──────── Extrait retenu ────────

Avec la GPL et le Copyleft, la FSF...

La fondation pour le logiciel libre, Free Software Foundation, a produit plusieurs licences d’utilisation de logiciels. Une nouvelle vision du logiciel, et plus largement de la création intellectuelle, naquit dans les années 80. La GPL, la Licence Publique Générale en est le fleuron, adoptée par une large part des développeurs de logiciels libres dans le monde. Les quatre libertés retenues par la FSF comme indispensables à la qualification de libre sont :
 la liberté d’utiliser le logiciel pour n’importe quel usage,
 la liberté d’étudier le logiciel,
 la liberté de modifier le logiciel,
 la liberté de redistribuer le logiciel.

La GPL ajoute une dimension supplémentaire à ces 4 libertés : le Copyleft : l’obligation qui est faite à toute personne ayant modifié le logiciel et voulant le redistribuer, de laisser les logiciels dérivés sous licence GPL.

Naturellement, ici nous en restons au niveau du logiciel... Malgré cet aspect, des individus sont séduits par cette vision de la liberté, qui sort de la sphère marchande sans pour autant la renier ou la diaboliser ; ils décident de mettre leurs productions non logicielles sous GPL, afin de garantir la pérennité de leur travail en laissant à quiconque la liberté d’en profiter et d’en faire profiter d’autres de manière non exclusive. La logique de collaboration peut ainsi proliférer, en évitant :
 les ornières de l’appropriation,
 et le flou de la publication sans mention de licence.

────────

◆ Tâches à réaliser
1) Résumez en deux phrases l'extrait sur la GPL.
2) Citez le passage de l'extrait sur la GPL qui s'ouvre sur les mots contenant « Avec la GPL » et se clôt sur « redistribuer le logiciel. ».

──────── Données présentées ────────

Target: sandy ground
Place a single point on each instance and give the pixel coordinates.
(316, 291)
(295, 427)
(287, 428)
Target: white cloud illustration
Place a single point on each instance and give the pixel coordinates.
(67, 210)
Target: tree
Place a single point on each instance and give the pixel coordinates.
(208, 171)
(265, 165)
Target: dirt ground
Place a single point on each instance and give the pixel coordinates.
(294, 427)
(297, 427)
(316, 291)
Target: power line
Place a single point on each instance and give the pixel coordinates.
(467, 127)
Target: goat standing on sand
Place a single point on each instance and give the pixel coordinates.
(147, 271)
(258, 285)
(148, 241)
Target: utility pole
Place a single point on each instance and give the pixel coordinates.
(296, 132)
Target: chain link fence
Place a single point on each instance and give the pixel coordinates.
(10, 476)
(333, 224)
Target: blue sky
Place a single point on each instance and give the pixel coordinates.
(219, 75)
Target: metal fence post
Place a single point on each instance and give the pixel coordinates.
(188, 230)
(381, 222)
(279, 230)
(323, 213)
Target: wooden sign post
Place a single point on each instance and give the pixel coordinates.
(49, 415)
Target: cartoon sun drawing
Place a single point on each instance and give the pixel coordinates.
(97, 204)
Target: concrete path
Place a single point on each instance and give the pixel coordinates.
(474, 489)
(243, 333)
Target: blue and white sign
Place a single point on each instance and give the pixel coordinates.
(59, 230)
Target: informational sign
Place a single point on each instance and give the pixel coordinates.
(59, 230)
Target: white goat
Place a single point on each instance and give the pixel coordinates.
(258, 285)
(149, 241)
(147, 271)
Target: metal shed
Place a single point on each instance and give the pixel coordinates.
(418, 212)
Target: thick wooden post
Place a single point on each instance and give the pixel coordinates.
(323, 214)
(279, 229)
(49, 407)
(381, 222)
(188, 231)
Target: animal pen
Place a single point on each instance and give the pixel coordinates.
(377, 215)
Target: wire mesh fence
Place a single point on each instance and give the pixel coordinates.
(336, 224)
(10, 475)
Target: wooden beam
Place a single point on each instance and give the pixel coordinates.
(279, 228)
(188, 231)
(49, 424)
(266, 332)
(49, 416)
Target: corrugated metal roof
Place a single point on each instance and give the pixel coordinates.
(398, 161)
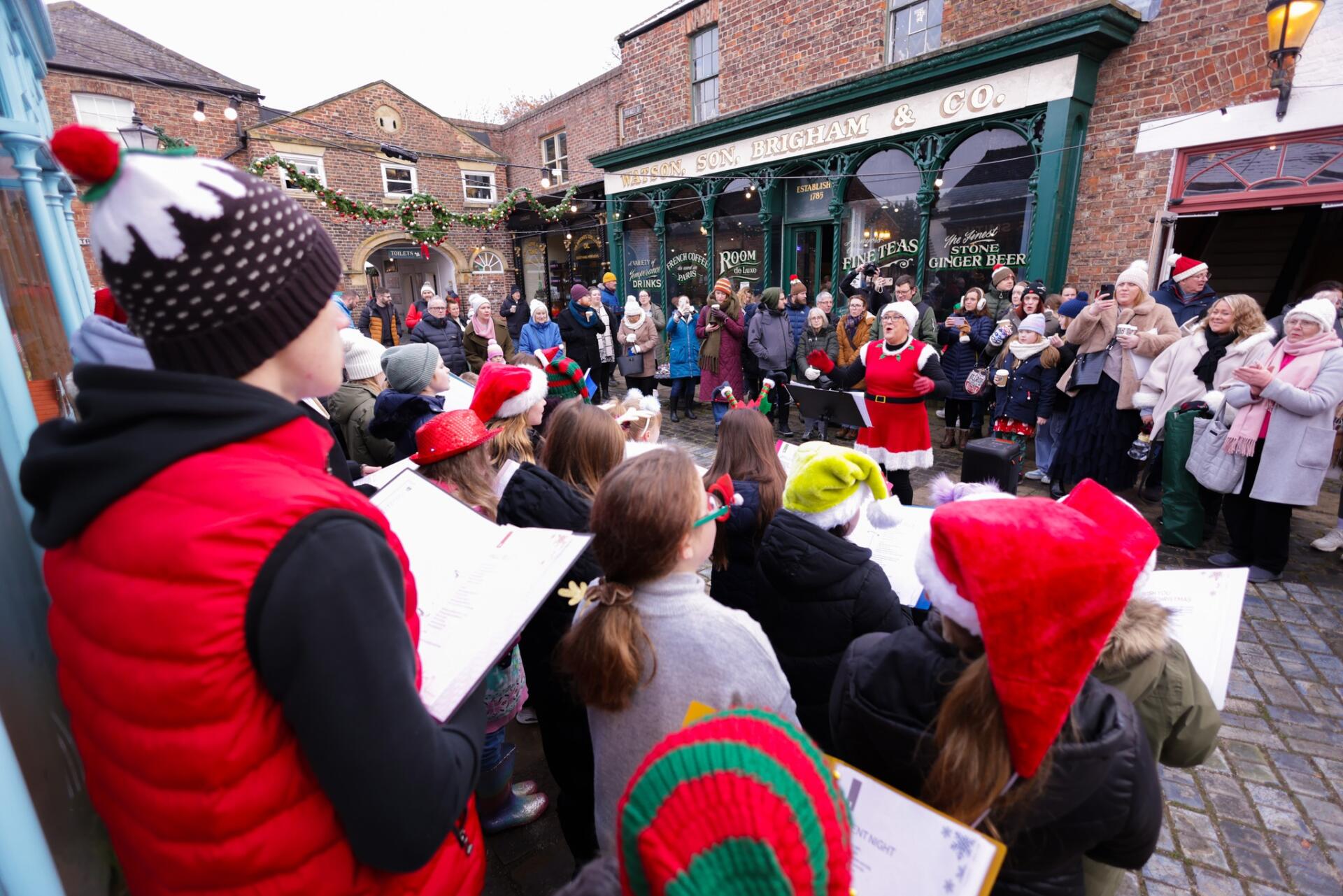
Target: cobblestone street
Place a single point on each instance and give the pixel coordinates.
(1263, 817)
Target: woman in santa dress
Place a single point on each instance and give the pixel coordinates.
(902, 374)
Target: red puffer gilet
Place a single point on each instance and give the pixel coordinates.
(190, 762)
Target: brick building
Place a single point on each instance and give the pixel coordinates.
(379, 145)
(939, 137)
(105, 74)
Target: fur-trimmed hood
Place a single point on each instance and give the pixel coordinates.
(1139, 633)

────────

◆ Résultats par tâche
1) La Free Software Foundation a produit plusieurs licences, dont la GPL, adoptée par une large part des développeurs de logiciels libres, et elle retient quatre libertés indispensables : utiliser, étudier, modifier et redistribuer le logiciel. La GPL y ajoute le Copyleft, qui oblige quiconque redistribue un logiciel modifié à laisser les dérivés sous GPL, et des individus placent aussi sous GPL leurs productions non logicielles pour garantir la pérennité de leur travail.

2)
Avec la GPL et le Copyleft, la FSF...

La fondation pour le logiciel libre, Free Software Foundation, a produit plusieurs licences d’utilisation de logiciels. Une nouvelle vision du logiciel, et plus largement de la création intellectuelle, naquit dans les années 80. La GPL, la Licence Publique Générale en est le fleuron, adoptée par une large part des développeurs de logiciels libres dans le monde. Les quatre libertés retenues par la FSF comme indispensables à la qualification de libre sont :
 la liberté d’utiliser le logiciel pour n’importe quel usage,
 la liberté d’étudier le logiciel,
 la liberté de modifier le logiciel,
 la liberté de redistribuer le logiciel.